WRITTEN REQUEST: Retype the material in full, keeping every word the same.

MATERIALS PROVIDED:
____________
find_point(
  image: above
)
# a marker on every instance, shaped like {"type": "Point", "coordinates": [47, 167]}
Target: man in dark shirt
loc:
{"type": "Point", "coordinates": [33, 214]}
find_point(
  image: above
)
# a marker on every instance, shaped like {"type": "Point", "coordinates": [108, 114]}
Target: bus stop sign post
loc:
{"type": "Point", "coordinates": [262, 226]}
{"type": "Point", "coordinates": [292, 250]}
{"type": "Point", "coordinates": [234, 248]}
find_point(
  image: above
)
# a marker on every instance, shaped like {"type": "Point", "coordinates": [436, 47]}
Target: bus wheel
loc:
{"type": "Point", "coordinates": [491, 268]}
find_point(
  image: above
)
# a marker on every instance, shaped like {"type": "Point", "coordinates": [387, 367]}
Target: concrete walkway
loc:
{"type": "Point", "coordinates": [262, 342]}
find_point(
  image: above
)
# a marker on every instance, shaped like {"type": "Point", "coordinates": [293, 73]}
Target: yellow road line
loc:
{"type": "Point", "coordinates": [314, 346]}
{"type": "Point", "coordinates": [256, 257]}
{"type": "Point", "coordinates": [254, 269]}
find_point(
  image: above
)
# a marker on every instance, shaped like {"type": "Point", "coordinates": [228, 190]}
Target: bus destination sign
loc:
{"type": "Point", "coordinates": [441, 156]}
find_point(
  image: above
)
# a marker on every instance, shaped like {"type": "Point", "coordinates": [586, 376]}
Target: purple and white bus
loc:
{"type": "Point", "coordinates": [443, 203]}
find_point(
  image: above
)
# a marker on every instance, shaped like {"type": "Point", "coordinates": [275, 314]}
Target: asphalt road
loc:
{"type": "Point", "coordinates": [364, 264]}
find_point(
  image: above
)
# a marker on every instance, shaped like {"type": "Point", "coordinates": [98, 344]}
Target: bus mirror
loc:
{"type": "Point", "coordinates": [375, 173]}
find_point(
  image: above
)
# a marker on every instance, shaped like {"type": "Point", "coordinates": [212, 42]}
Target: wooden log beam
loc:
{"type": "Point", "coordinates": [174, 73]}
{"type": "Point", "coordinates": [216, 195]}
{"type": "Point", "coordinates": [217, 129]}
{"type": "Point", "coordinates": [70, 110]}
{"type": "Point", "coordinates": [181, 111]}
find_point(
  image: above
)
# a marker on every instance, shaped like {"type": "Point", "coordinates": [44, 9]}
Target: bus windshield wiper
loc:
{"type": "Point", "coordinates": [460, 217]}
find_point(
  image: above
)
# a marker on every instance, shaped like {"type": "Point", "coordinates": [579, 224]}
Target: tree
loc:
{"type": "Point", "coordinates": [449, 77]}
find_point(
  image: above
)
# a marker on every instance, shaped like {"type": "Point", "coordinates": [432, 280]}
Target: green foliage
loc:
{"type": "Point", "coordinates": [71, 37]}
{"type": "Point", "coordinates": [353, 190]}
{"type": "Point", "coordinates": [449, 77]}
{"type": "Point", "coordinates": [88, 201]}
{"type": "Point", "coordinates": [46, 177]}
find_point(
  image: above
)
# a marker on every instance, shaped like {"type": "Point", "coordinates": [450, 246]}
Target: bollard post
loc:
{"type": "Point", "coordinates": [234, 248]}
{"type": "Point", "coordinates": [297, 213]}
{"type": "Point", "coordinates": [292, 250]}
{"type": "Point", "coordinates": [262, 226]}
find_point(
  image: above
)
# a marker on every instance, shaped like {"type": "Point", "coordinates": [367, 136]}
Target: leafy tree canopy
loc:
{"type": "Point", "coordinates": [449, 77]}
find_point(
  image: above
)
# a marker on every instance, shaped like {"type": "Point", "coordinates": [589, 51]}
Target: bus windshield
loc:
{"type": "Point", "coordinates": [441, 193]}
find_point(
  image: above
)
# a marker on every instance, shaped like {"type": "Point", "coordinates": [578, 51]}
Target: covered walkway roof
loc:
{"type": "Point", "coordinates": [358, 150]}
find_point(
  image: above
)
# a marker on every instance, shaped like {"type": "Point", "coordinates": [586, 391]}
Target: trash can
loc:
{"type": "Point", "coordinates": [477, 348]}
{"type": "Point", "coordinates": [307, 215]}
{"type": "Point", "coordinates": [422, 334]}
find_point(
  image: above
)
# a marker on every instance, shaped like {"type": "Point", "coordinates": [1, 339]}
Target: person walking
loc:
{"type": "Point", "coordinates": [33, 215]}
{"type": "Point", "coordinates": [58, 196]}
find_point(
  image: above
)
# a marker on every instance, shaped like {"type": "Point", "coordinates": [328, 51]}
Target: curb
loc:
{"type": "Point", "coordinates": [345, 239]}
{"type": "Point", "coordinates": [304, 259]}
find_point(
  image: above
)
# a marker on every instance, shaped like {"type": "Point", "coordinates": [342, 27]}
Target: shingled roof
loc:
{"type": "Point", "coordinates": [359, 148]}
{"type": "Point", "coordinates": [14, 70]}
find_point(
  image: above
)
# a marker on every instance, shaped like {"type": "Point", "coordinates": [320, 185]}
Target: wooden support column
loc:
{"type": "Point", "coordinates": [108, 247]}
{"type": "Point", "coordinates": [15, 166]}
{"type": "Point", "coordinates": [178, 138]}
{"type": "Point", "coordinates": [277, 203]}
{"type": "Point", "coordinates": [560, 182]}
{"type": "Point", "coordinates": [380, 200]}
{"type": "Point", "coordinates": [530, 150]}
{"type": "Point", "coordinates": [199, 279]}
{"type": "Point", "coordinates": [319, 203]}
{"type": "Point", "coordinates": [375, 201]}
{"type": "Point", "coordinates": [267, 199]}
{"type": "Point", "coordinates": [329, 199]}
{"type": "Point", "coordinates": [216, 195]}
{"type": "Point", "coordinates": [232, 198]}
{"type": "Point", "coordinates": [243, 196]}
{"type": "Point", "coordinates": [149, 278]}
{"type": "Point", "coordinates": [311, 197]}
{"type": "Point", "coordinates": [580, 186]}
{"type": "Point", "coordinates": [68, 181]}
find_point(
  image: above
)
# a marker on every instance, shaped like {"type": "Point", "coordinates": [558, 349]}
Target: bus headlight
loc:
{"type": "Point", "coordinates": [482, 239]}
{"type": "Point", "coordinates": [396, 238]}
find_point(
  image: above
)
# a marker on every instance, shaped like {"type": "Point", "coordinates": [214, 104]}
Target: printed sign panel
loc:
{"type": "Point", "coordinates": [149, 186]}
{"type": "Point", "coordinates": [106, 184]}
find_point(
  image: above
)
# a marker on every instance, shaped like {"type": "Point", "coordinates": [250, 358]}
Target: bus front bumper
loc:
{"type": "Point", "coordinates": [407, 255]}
____________
SOLVED EXERCISE:
find_point(
  image: above
)
# a marker on every instance, shaped like {"type": "Point", "coordinates": [47, 167]}
Target: man in dark shirt
loc:
{"type": "Point", "coordinates": [33, 214]}
find_point(
  image: above
)
# a marker on every instance, shaped like {"type": "Point", "coordinates": [108, 114]}
Target: bus stop sign post
loc:
{"type": "Point", "coordinates": [262, 226]}
{"type": "Point", "coordinates": [292, 250]}
{"type": "Point", "coordinates": [234, 248]}
find_point(
  image: above
)
# a marker on every instance, shaped like {"type": "Point", "coordinates": [436, 47]}
Target: bus wheel
loc:
{"type": "Point", "coordinates": [491, 268]}
find_point(
  image: above
)
# a marker on every instance, shaped like {"type": "Point", "coordinates": [387, 367]}
Target: concrete walkway
loc:
{"type": "Point", "coordinates": [262, 342]}
find_point(
  image: above
)
# a marker on every instance, shaped like {"type": "Point", "coordinates": [293, 73]}
Target: yellow road line
loc:
{"type": "Point", "coordinates": [314, 346]}
{"type": "Point", "coordinates": [256, 257]}
{"type": "Point", "coordinates": [254, 269]}
find_point(
  image: above
)
# a marker on every instance, shaped like {"type": "Point", "coordinates": [228, 190]}
Target: bus destination sign
loc:
{"type": "Point", "coordinates": [441, 156]}
find_point(
  image: above
)
# a marker on every instance, shaped like {"type": "Point", "coordinates": [586, 376]}
Target: purple and white bus
loc:
{"type": "Point", "coordinates": [443, 203]}
find_point(
  image: above
)
# a marker on every instance, shaped like {"type": "Point", "coordinates": [275, 314]}
Target: asphalt road
loc:
{"type": "Point", "coordinates": [364, 264]}
find_point(
  image: above
)
# a marker on every instance, shaped like {"type": "Point", "coordinates": [98, 344]}
Target: bus mirror
loc:
{"type": "Point", "coordinates": [375, 173]}
find_point(
  image: above
)
# a marker on every instance, shaped like {"type": "Point", "coordinates": [212, 42]}
Target: wooden log beam
loc:
{"type": "Point", "coordinates": [174, 73]}
{"type": "Point", "coordinates": [216, 195]}
{"type": "Point", "coordinates": [217, 129]}
{"type": "Point", "coordinates": [70, 110]}
{"type": "Point", "coordinates": [181, 111]}
find_point(
  image: above
)
# a marker on every instance, shaped like {"type": "Point", "coordinates": [44, 9]}
Target: bus windshield wiper
loc:
{"type": "Point", "coordinates": [460, 217]}
find_point(
  image: above
)
# a marker on every instance, shaped like {"type": "Point", "coordinates": [579, 224]}
Target: tree
loc:
{"type": "Point", "coordinates": [449, 77]}
find_point(
  image: above
)
# a marker on every instance, shaped like {"type": "Point", "coordinates": [432, 280]}
Target: green foliage
loc:
{"type": "Point", "coordinates": [71, 37]}
{"type": "Point", "coordinates": [353, 190]}
{"type": "Point", "coordinates": [449, 77]}
{"type": "Point", "coordinates": [88, 201]}
{"type": "Point", "coordinates": [46, 177]}
find_point(
  image: above
)
# a marker on every instance, shaped like {"type": "Point", "coordinates": [450, 246]}
Target: bollard post
loc:
{"type": "Point", "coordinates": [234, 248]}
{"type": "Point", "coordinates": [297, 213]}
{"type": "Point", "coordinates": [292, 250]}
{"type": "Point", "coordinates": [262, 226]}
find_point(
  image: above
)
# a marker on every instance, shaped like {"type": "Point", "coordinates": [367, 136]}
Target: leafy tree canopy
loc:
{"type": "Point", "coordinates": [449, 77]}
find_point(
  image: above
)
# a marker on every instance, shaped like {"type": "Point", "coordinates": [589, 51]}
Target: bus windshield
loc:
{"type": "Point", "coordinates": [441, 193]}
find_point(
  image: above
)
# a marker on every instance, shaped like {"type": "Point", "coordinates": [578, 51]}
Target: covered walkway roof
loc:
{"type": "Point", "coordinates": [358, 150]}
find_point(
  image: above
)
# a marker on every instance, shaped like {"type": "Point", "coordinates": [586, 391]}
Target: trash can
loc:
{"type": "Point", "coordinates": [477, 348]}
{"type": "Point", "coordinates": [307, 215]}
{"type": "Point", "coordinates": [422, 334]}
find_point(
  image: above
)
# a marker on every instance, shaped like {"type": "Point", "coordinates": [1, 339]}
Target: person walking
loc:
{"type": "Point", "coordinates": [33, 215]}
{"type": "Point", "coordinates": [58, 196]}
find_point(
  image: above
)
# a marker on every instance, shaped like {"type": "Point", "coordinates": [328, 51]}
Target: curb
loc:
{"type": "Point", "coordinates": [345, 239]}
{"type": "Point", "coordinates": [304, 259]}
find_point(
  image: above
)
# a marker on every instance, shaped like {"type": "Point", "coordinates": [342, 27]}
Target: shingled roof
loc:
{"type": "Point", "coordinates": [359, 148]}
{"type": "Point", "coordinates": [14, 70]}
find_point(
  image: above
)
# a marker on every instance, shaped like {"type": "Point", "coordinates": [320, 185]}
Target: wooden support column
loc:
{"type": "Point", "coordinates": [108, 247]}
{"type": "Point", "coordinates": [15, 166]}
{"type": "Point", "coordinates": [178, 138]}
{"type": "Point", "coordinates": [277, 203]}
{"type": "Point", "coordinates": [560, 182]}
{"type": "Point", "coordinates": [380, 200]}
{"type": "Point", "coordinates": [530, 150]}
{"type": "Point", "coordinates": [199, 279]}
{"type": "Point", "coordinates": [319, 203]}
{"type": "Point", "coordinates": [375, 201]}
{"type": "Point", "coordinates": [267, 199]}
{"type": "Point", "coordinates": [329, 199]}
{"type": "Point", "coordinates": [216, 195]}
{"type": "Point", "coordinates": [232, 198]}
{"type": "Point", "coordinates": [243, 196]}
{"type": "Point", "coordinates": [149, 278]}
{"type": "Point", "coordinates": [311, 197]}
{"type": "Point", "coordinates": [580, 186]}
{"type": "Point", "coordinates": [68, 181]}
find_point(
  image: above
)
# a marker on every instance, shaped like {"type": "Point", "coordinates": [558, 349]}
Target: bus headlight
loc:
{"type": "Point", "coordinates": [482, 239]}
{"type": "Point", "coordinates": [396, 238]}
find_point(
  image: above
)
# a marker on every instance, shaped like {"type": "Point", "coordinates": [214, 104]}
Target: printed sign panel
loc:
{"type": "Point", "coordinates": [149, 186]}
{"type": "Point", "coordinates": [106, 184]}
find_point(
  image: above
)
# a marker on every instance, shaped like {"type": "Point", "coordinates": [250, 358]}
Target: bus front bumper
loc:
{"type": "Point", "coordinates": [407, 255]}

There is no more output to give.